[Start of Attachment]
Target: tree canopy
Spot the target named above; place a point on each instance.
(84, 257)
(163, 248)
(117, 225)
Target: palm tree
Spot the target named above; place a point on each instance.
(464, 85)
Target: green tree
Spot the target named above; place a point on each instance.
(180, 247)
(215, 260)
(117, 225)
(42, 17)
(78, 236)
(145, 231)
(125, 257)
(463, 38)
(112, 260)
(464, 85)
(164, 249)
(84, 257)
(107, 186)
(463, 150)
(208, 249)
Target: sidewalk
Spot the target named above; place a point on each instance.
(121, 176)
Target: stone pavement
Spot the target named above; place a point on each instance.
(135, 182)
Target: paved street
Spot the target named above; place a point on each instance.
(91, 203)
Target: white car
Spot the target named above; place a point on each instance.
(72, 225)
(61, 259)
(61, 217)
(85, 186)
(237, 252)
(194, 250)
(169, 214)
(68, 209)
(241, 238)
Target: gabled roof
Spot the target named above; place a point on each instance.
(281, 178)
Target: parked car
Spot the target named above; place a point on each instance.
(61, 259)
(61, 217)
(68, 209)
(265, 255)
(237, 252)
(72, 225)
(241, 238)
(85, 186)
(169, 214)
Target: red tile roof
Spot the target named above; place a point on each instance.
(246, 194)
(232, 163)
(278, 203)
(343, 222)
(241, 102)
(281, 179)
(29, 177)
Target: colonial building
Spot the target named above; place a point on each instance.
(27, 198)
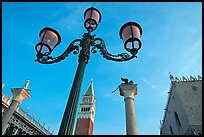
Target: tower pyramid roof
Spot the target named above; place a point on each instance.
(90, 90)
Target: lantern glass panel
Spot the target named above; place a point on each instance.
(49, 38)
(129, 45)
(43, 49)
(95, 15)
(136, 44)
(92, 14)
(136, 32)
(88, 15)
(126, 33)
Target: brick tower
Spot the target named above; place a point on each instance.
(85, 120)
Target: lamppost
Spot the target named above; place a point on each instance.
(49, 38)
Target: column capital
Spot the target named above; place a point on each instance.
(19, 94)
(128, 90)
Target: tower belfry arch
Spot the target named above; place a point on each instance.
(85, 120)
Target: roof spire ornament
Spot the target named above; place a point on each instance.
(171, 77)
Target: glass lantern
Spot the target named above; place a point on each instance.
(92, 17)
(130, 33)
(49, 39)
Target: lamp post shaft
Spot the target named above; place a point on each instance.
(66, 127)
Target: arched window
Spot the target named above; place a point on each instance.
(171, 130)
(177, 119)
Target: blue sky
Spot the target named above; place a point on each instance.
(171, 42)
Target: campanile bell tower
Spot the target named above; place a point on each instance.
(85, 120)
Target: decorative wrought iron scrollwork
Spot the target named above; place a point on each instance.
(73, 47)
(102, 49)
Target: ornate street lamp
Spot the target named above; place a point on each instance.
(49, 38)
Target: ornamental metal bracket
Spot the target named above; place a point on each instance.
(73, 47)
(104, 52)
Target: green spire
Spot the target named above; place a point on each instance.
(90, 90)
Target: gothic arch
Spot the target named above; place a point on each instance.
(177, 119)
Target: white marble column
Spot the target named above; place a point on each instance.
(129, 91)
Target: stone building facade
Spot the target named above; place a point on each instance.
(183, 112)
(21, 123)
(85, 120)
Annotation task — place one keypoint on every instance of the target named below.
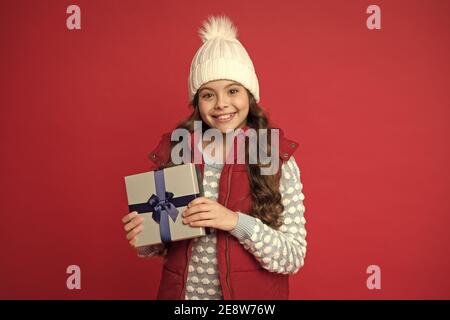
[End of Attachment]
● **WORK REQUEST**
Look through the entries above for the word "stone". Copy every line where it shows up.

● **COMPLETED TASK**
Target: stone pavement
Target: stone building facade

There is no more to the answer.